- _Point annotation dataset records_
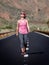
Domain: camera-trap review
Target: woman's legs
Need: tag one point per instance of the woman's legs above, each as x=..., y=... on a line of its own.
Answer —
x=25, y=40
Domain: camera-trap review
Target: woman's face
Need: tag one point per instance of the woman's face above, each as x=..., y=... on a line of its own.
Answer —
x=22, y=15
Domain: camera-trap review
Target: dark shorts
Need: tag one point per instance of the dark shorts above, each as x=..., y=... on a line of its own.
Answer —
x=23, y=39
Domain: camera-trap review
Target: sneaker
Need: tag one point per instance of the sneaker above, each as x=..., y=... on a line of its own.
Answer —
x=26, y=55
x=27, y=48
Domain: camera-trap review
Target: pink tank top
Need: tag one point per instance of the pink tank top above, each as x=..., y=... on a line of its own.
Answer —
x=23, y=26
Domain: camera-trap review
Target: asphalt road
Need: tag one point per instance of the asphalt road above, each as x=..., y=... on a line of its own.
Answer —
x=38, y=52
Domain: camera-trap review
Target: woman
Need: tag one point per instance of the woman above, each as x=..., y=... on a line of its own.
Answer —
x=22, y=30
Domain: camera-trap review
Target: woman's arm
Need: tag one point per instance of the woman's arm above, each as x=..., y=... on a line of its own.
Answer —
x=17, y=29
x=28, y=27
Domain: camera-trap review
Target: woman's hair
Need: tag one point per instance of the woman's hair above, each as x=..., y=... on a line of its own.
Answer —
x=23, y=13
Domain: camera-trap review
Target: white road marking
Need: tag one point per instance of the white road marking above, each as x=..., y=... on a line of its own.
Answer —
x=42, y=34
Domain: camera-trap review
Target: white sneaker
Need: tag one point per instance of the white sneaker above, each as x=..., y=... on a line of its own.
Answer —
x=27, y=48
x=26, y=55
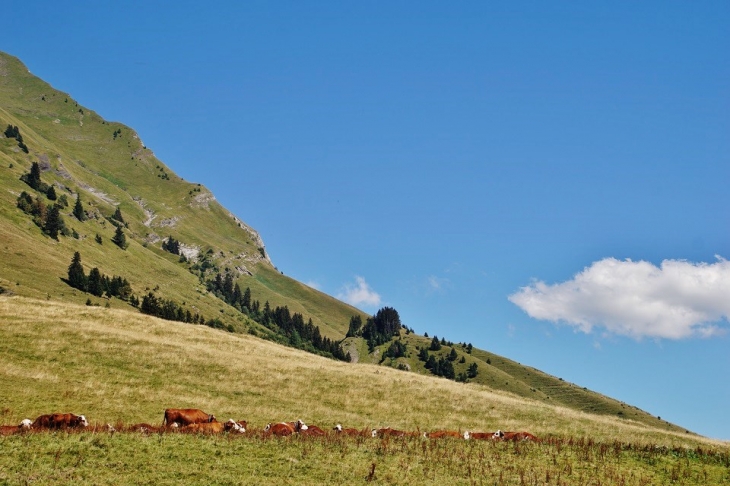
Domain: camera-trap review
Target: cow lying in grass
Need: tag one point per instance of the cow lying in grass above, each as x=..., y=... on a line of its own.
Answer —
x=55, y=421
x=14, y=429
x=186, y=416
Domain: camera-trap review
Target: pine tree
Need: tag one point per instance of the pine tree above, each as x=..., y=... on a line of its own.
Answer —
x=79, y=209
x=355, y=325
x=54, y=222
x=118, y=215
x=246, y=300
x=33, y=179
x=76, y=275
x=95, y=283
x=119, y=239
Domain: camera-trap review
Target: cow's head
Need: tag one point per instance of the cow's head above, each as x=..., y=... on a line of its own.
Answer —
x=239, y=427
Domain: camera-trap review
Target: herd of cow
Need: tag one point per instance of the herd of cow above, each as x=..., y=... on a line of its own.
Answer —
x=197, y=421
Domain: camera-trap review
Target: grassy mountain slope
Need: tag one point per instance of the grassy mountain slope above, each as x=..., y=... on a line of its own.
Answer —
x=108, y=165
x=116, y=365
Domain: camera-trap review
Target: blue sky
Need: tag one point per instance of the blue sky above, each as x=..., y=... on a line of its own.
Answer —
x=545, y=180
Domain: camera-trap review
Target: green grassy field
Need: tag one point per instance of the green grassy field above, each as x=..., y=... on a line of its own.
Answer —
x=116, y=367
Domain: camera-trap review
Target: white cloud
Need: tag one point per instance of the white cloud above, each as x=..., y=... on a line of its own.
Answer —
x=359, y=294
x=680, y=299
x=313, y=284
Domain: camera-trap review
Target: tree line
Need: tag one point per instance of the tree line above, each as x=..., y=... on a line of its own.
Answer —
x=290, y=328
x=48, y=217
x=14, y=132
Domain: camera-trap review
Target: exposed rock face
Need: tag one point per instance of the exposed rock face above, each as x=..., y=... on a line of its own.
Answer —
x=255, y=237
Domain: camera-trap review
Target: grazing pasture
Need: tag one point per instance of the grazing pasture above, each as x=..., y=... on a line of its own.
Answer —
x=122, y=367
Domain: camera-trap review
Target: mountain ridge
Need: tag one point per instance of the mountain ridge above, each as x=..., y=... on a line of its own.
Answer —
x=108, y=166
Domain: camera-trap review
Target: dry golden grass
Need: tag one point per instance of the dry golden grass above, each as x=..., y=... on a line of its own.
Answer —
x=115, y=365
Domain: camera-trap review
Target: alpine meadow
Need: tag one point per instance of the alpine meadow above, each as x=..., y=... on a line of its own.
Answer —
x=126, y=290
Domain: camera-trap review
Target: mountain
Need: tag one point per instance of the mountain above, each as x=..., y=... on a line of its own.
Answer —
x=106, y=167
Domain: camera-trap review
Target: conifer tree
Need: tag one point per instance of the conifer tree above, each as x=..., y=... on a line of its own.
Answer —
x=76, y=275
x=54, y=222
x=119, y=239
x=34, y=177
x=79, y=209
x=118, y=215
x=95, y=283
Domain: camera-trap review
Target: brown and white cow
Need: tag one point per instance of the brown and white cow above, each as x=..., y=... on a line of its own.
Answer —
x=15, y=429
x=186, y=416
x=281, y=429
x=312, y=430
x=440, y=434
x=60, y=421
x=235, y=426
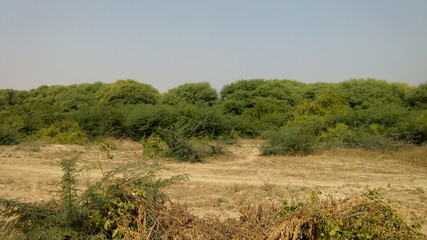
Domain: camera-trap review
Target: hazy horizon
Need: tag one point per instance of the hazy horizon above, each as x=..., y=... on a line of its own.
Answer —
x=166, y=44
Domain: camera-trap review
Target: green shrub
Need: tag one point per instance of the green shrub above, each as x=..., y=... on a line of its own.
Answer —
x=126, y=203
x=153, y=146
x=180, y=147
x=293, y=140
x=9, y=136
x=64, y=132
x=361, y=138
x=413, y=129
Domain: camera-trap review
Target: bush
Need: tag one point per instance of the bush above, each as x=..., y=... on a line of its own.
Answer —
x=365, y=217
x=180, y=147
x=361, y=138
x=9, y=136
x=125, y=207
x=293, y=140
x=64, y=132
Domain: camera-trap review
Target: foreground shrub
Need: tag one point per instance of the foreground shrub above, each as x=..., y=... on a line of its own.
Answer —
x=64, y=132
x=127, y=203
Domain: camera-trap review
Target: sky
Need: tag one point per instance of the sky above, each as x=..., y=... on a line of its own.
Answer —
x=169, y=43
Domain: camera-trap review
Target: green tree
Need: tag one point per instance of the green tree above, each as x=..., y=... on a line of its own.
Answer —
x=191, y=93
x=365, y=93
x=127, y=92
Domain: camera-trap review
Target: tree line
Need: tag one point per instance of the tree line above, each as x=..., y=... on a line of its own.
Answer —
x=294, y=117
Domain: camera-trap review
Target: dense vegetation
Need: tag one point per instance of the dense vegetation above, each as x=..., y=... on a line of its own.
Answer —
x=294, y=117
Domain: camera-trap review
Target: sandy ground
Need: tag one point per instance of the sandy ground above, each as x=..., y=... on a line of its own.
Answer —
x=219, y=185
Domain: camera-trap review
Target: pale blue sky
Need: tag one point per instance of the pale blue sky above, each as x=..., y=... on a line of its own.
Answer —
x=168, y=43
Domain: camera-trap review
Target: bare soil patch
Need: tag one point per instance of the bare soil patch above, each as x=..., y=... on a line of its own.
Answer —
x=219, y=185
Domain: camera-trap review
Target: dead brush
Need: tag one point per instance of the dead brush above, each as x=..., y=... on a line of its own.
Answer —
x=364, y=217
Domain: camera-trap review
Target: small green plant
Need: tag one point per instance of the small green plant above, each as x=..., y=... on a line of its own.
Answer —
x=153, y=146
x=127, y=203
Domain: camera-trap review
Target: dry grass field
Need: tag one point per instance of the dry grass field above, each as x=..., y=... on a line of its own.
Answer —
x=219, y=185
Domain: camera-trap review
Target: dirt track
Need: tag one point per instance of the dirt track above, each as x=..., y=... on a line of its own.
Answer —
x=217, y=186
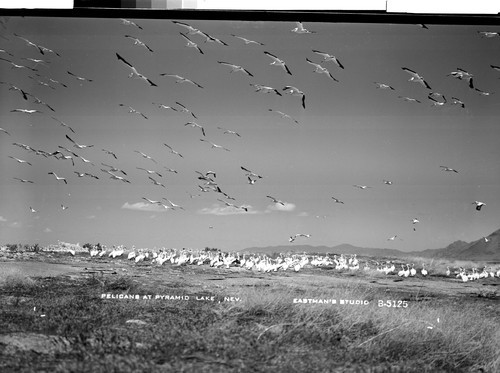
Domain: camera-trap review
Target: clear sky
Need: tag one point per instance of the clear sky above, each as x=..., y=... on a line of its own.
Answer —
x=349, y=133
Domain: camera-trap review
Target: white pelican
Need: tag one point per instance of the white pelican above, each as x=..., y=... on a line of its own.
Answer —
x=145, y=156
x=278, y=62
x=173, y=151
x=265, y=89
x=80, y=78
x=415, y=77
x=130, y=23
x=247, y=41
x=383, y=86
x=329, y=57
x=134, y=72
x=449, y=169
x=235, y=68
x=299, y=29
x=215, y=145
x=134, y=111
x=196, y=125
x=229, y=131
x=181, y=79
x=294, y=91
x=276, y=200
x=20, y=160
x=139, y=42
x=191, y=43
x=58, y=177
x=321, y=70
x=479, y=205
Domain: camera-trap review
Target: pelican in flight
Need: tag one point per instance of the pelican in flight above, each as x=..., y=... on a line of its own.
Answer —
x=196, y=125
x=235, y=68
x=226, y=131
x=247, y=41
x=294, y=91
x=173, y=151
x=145, y=156
x=299, y=29
x=278, y=62
x=478, y=204
x=139, y=42
x=415, y=77
x=328, y=57
x=134, y=111
x=80, y=78
x=20, y=160
x=215, y=145
x=130, y=23
x=76, y=145
x=277, y=201
x=191, y=43
x=134, y=72
x=265, y=89
x=181, y=79
x=320, y=69
x=58, y=177
x=449, y=169
x=283, y=115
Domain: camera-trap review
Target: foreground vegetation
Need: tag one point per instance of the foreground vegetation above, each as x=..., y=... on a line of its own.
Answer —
x=264, y=332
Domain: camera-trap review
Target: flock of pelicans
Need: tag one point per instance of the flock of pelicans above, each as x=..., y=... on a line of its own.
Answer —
x=207, y=178
x=264, y=263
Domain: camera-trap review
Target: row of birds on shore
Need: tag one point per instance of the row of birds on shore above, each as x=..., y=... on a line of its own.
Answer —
x=281, y=262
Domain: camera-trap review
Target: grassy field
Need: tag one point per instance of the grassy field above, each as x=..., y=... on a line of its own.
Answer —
x=60, y=324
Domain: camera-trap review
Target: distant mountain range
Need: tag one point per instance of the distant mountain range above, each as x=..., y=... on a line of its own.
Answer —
x=484, y=249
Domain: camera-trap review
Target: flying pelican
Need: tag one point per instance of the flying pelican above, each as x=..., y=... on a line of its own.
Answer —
x=329, y=57
x=24, y=180
x=134, y=72
x=130, y=23
x=191, y=43
x=150, y=172
x=185, y=109
x=265, y=89
x=58, y=177
x=479, y=204
x=320, y=69
x=296, y=92
x=194, y=125
x=76, y=145
x=215, y=145
x=383, y=86
x=139, y=42
x=299, y=29
x=173, y=151
x=337, y=200
x=181, y=79
x=146, y=156
x=229, y=131
x=134, y=111
x=247, y=41
x=278, y=62
x=415, y=77
x=20, y=160
x=449, y=169
x=276, y=200
x=80, y=78
x=235, y=68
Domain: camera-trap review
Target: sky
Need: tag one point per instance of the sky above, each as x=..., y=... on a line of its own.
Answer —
x=349, y=133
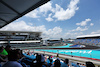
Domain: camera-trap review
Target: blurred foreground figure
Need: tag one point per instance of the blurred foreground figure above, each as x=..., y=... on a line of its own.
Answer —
x=89, y=64
x=13, y=56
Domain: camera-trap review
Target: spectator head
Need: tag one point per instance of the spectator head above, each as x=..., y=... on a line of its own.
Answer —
x=8, y=48
x=13, y=55
x=20, y=55
x=89, y=64
x=66, y=61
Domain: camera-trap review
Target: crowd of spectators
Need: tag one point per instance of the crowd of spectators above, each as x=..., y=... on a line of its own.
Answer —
x=88, y=41
x=17, y=58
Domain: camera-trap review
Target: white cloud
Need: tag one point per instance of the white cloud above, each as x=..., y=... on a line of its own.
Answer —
x=33, y=14
x=22, y=26
x=84, y=23
x=80, y=29
x=61, y=14
x=49, y=17
x=91, y=24
x=97, y=32
x=46, y=7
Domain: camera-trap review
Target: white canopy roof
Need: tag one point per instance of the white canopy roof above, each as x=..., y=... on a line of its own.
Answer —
x=94, y=35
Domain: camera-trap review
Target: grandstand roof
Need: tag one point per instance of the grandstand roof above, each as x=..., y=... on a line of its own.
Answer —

- _Stated exercise_
Please filter the data down to the lines that contain the word "exposed" and copy each of them. Case counts.

- _Result of the exercise_
Target: exposed rock face
Need: tag one point per instance of the exposed rock face above, each as x=..., y=... on a line of its own.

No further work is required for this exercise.